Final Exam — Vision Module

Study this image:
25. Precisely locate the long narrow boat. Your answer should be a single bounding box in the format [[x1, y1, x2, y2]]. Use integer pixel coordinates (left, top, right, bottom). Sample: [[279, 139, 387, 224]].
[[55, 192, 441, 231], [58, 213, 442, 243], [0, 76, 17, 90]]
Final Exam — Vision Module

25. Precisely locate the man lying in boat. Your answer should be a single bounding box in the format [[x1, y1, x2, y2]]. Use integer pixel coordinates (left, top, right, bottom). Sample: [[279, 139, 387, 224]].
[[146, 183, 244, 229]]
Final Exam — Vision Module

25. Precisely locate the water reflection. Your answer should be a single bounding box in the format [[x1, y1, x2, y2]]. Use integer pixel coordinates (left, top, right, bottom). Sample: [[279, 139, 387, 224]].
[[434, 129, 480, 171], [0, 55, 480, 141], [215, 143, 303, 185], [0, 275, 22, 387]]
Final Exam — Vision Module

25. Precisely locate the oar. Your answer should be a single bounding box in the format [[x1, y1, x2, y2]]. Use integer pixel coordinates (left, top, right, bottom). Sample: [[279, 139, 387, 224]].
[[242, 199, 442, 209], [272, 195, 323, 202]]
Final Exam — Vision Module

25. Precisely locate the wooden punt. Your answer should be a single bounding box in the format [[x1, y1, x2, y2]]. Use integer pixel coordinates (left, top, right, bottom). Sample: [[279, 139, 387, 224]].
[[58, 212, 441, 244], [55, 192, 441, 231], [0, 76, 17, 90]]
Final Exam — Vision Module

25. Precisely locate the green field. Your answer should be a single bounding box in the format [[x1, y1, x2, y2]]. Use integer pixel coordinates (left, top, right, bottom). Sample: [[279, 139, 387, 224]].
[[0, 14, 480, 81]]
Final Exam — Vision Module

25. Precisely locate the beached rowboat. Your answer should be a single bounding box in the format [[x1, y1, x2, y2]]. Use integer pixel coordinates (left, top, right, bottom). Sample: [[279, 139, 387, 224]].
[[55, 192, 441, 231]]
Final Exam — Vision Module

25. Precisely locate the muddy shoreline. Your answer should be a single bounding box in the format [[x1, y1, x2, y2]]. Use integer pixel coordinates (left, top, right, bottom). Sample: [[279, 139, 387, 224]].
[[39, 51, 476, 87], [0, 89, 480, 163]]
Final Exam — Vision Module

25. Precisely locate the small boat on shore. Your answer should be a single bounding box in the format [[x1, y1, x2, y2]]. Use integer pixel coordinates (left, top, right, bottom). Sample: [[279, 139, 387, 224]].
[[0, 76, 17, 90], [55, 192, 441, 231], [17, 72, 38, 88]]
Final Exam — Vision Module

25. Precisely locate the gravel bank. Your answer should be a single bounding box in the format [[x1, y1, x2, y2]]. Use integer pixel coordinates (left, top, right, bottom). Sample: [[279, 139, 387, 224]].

.....

### SET PROBLEM
Could you reproduce every row above word for word, leaving nothing out and changing nothing?

### SOLUTION TO THIS TASK
Final Exam — Vision Module

Study this image:
25. Precisely locate the long narrow boat. Your answer should be a single bounding box in the format [[x1, y1, x2, y2]]. Use integer pixel coordinates (left, top, right, bottom). Sample: [[279, 139, 387, 224]].
[[55, 192, 441, 231], [58, 213, 442, 243], [0, 76, 17, 90]]
Final Exam — Vision Module

25. Precisely locate the man lying in boat. Your answer should be a single bounding box in the format [[x1, y1, x2, y2]]. Use integer pixel coordinates (left, top, right, bottom). Sample: [[279, 139, 387, 224]].
[[146, 183, 244, 229]]
Final Exam — Vision Module

25. Precisely locate the water reflection. Your answer should be a single bounding box in the format [[x1, y1, x2, y2]]. Use integer pixel coordinates (left, top, right, bottom). Sample: [[279, 139, 387, 224]].
[[434, 129, 480, 171], [0, 55, 480, 141], [215, 143, 303, 185], [0, 275, 22, 387]]
Final Exam — Vision Module

25. Precisely locate the oar. Your answer should be a single bounding box in the format [[x1, y1, x2, y2]]. Use integer pixel coordinates (left, top, right, bottom). Sample: [[279, 139, 387, 224]].
[[242, 199, 442, 209], [272, 195, 323, 202]]
Final Exam — Vision Module

25. Precisely locate the wooden punt. Your answer should be a single bounding box in the format [[x1, y1, x2, y2]]. Use integer pixel coordinates (left, top, right, bottom). Sample: [[279, 139, 387, 224]].
[[58, 212, 441, 244], [55, 192, 441, 231], [0, 76, 17, 90]]
Final Exam — Vision Module

25. Precisely locate the green field. Your answer should be a single bounding box in the format [[x1, y1, x2, y2]]. Use integer pixel coordinates (left, top, right, bottom). Sample: [[279, 139, 387, 224]].
[[0, 14, 480, 81]]
Final Exam — Vision Module

25. Precisely locate the beached rowboat. Your answer should be a single bounding box in the format [[x1, y1, x2, y2]]. Use integer pixel coordinates (left, top, right, bottom). Sample: [[279, 139, 387, 224]].
[[55, 192, 441, 231]]
Final Exam — Vision Module

25. Precisely locate the muddy shoreline. Your answer should be a single bounding box in the format [[x1, y1, x2, y2]]. Use integer pixel coordinates (left, top, right, bottom). Sample: [[279, 139, 387, 224]].
[[39, 51, 476, 87], [0, 89, 480, 163]]
Final Exam — Vision Module

25. Precisely locate the small boat on shore. Your answer should be a single bounding box in the format [[x1, y1, x2, y2]]. Use integer pixel coordinates (left, top, right, bottom). Sample: [[279, 139, 387, 224]].
[[0, 76, 17, 90], [55, 192, 441, 231], [17, 72, 38, 88]]
Final Exam — Vision Module

25. Precisely locate the gravel bank. Your answer should be a single bounding box in the format [[x1, y1, x2, y2]]. Use integer pixel coordinates (left, top, right, bottom). Sample: [[279, 139, 387, 224]].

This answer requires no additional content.